Extract:
Start

The Passover Seder is behind us, but the holiday continues for most of the coming week and if you’re looking for something Passover-related to watch with your children, you can find the animated musical The Prince of Egypt on Apple TV+.
It’s a well-made cartoon feature that was one of the first animated films by the DreamWorks Animation studios, which went on to make such movie series as Shrek and Madagascar.
While there are obviously plot turns that will frighten children, such as the killing of the first-born, the film was made with kids in mind, so it handles these themes in a tasteful way that avoids gore.
What people tend to remember best about this 1998 film are the songs, one of which, “When You Believe,” which was sung on one of several soundtrack records by Mariah Carey and Whitney Houston, became a huge hit.
Ofra Haza, the late Israeli pop diva who voiced Yocheved in the film, also sang the songs, “Deliver Us” (with Eden Riegel) and “Goodbye Brother.”
The Ten Commandments
GOOD TASTE is nowhere to be found in the over-the-top Passover epic, The Ten Commandments (1956), starring a tan and righteous Charlton Heston as Moses, which is available on Netflix and Apple TV+.
These were the days when Hollywood took Bible stories very seriously and, in addition to Heston, it features an all-star that includes Yul Brynner as a glowering, malevolent Ramses; Anne Baxter of All About Eve as Nefretiri; Edward G. Robinson as a lecherous Egyptian; and John Carradine (the father of David and Keith) as Aaron.
The special effects were cutting edge at the time, but look silly now. You might want to watch this with your tweens and make wisecracks about how dated and weird much of it is.
It runs three hours and 40 minutes and it drags in some stretches, particularly with the technicolor Egyptian palace intrigues, but you won’t want to miss all the extras writhing and dancing around the golden calf, a sequence with all the showy excess that its director, Cecil B. DeMille, was famous for.
Man on the Run
PAUL MCCARTNEY is one of the most congenial, appealing figures in the history of rock music, and if you are into his post-Beatles career, you’ll want to see Man on the Run, a new documentary available on Amazon Prime Video.
Although it does go into his early life a little and features an interview with his brother, whom I’ve never seen in any previous documentary, it focuses mostly on how McCartney formed his band, Wings, in the aftermath of the Beatles’ acrimonious breakup. For Wings’ fans, this is a must-see.
But no matter how much you like McCartney when you tune in, watching it will probably make you appreciate him more, as his self-deprecating sense of humor and his devotion to his music come through.

End

To be done:
A) In the streaming guide, who voiced Yocheved in The Prince of Egypt?
B) Do these statements agree with the streaming guide? Answer yes or no for each, quoting the deciding words. (i) The Ten Commandments can be watched on Netflix. (ii) Man on the Run is available on Apple TV+. (iii) The Ten Commandments runs less than three hours.
C) Continue the streaming guide from its last sentence.
The items after this come from an unrelated source.

Recorded information:
Start

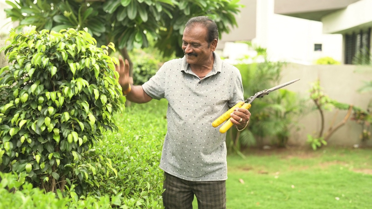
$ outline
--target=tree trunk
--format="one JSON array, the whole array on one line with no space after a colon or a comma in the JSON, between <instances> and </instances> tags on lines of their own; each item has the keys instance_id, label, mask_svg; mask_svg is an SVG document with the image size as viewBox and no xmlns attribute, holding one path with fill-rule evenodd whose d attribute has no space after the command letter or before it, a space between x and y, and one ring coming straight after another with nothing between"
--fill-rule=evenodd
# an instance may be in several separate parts
<instances>
[{"instance_id":1,"label":"tree trunk","mask_svg":"<svg viewBox=\"0 0 372 209\"><path fill-rule=\"evenodd\" d=\"M129 76L132 77L133 76L133 65L132 60L129 57L129 54L128 54L128 51L126 50L126 48L124 47L120 49L120 52L121 53L123 57L128 60L129 62Z\"/></svg>"}]
</instances>

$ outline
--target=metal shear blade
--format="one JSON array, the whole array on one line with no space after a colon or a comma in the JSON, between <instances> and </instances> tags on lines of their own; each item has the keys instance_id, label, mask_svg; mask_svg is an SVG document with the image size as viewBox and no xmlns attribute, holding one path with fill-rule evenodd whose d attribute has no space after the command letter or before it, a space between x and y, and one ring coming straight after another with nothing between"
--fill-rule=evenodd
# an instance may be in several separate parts
<instances>
[{"instance_id":1,"label":"metal shear blade","mask_svg":"<svg viewBox=\"0 0 372 209\"><path fill-rule=\"evenodd\" d=\"M292 84L295 82L299 80L299 78L296 79L295 80L293 80L293 81L290 81L286 83L284 83L280 85L278 85L276 86L273 87L271 89L265 89L263 91L261 91L259 92L257 92L256 94L254 94L254 96L252 96L250 97L247 98L246 101L244 101L245 103L248 103L250 104L254 100L254 99L258 97L262 97L263 96L268 94L269 93L272 91L273 91L275 90L277 90L281 88L283 88L286 86L288 86L290 84Z\"/></svg>"}]
</instances>

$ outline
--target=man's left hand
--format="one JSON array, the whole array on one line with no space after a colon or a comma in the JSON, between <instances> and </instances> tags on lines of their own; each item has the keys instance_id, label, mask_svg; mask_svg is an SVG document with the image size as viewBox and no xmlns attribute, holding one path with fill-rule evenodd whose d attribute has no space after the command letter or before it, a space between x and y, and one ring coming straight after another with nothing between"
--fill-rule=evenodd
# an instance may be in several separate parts
<instances>
[{"instance_id":1,"label":"man's left hand","mask_svg":"<svg viewBox=\"0 0 372 209\"><path fill-rule=\"evenodd\" d=\"M237 108L234 110L230 116L230 120L233 124L236 125L239 129L241 129L247 125L249 122L249 118L251 117L251 113L249 110L244 108Z\"/></svg>"}]
</instances>

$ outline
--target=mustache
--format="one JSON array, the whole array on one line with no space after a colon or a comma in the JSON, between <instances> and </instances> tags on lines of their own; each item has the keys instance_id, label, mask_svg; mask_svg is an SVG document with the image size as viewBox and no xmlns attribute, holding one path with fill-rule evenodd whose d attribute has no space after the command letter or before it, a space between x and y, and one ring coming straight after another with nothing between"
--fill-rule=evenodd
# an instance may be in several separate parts
<instances>
[{"instance_id":1,"label":"mustache","mask_svg":"<svg viewBox=\"0 0 372 209\"><path fill-rule=\"evenodd\" d=\"M198 54L195 52L187 53L184 51L183 53L184 53L185 54L187 55L187 56L195 56L195 57L198 57Z\"/></svg>"}]
</instances>

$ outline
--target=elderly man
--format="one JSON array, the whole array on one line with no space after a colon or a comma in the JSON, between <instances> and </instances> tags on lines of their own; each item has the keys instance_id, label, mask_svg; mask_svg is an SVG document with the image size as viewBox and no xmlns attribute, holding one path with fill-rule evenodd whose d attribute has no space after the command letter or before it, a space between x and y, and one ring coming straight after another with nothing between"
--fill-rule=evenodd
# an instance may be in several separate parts
<instances>
[{"instance_id":1,"label":"elderly man","mask_svg":"<svg viewBox=\"0 0 372 209\"><path fill-rule=\"evenodd\" d=\"M164 63L142 86L130 85L127 60L124 64L120 58L116 66L127 99L137 103L153 98L168 101L168 129L160 162L167 209L192 209L194 195L199 208L226 208L226 134L211 124L244 100L239 70L214 52L218 38L214 20L193 17L183 32L185 56ZM237 109L231 120L241 131L250 116L247 110Z\"/></svg>"}]
</instances>

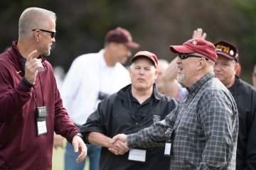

End

Exercise responses:
A) Ofra Haza, the late Israeli pop diva.

B)
(i) Yes: "which is available on Netflix and Apple TV+."
(ii) No: "a new documentary available on Amazon Prime Video."
(iii) No: "It runs three hours and 40 minutes."

C)
He’s also honest about the sense of dislocation and depression he felt after the Beatles broke up, when he was in his late 20s. The most engaging aspect of the movie is the wealth of home movies of Sir Paul and his family in their rural retreat, and his love for his late spouse, Linda, which shines through every frame of this footage.
Love Story: John F. Kennedy Jr. and Carolyn Bessette
THE MOST talked-about series in the United States now is Love Story: John F. Kennedy Jr. and Carolyn Bessette, which is available here on Disney+. It has sparked an interest in 1990s fashions and its music, showcased in the series.
Some of the songs in the series, including “Linger” by the Cranberries, Dido’s “Here with Me,” “No Ordinary Love” by Sade, and “It Ain’t Over ‘Til It’s Over,” by Lenny Kravitz, are climbing the streaming charts.
Op-ed pieces in various newspapers have discussed the series in detail, particularly the accuracy of its depiction of Jacqueline Kennedy Onassis, and Ethel Kennedy, as well as Daryl Hannah, who dated JFK Jr.
I enjoyed it from the beginning, but now that I’ve seen the whole series, I appreciate its stylishness even more.
The early episodes were a little bogged down by some Kennedy family reverence, and although Naomi Watts is not bad as Jackie, we don’t really need to see her dancing with a portrait of JFK to the soundtrack of “Camelot.”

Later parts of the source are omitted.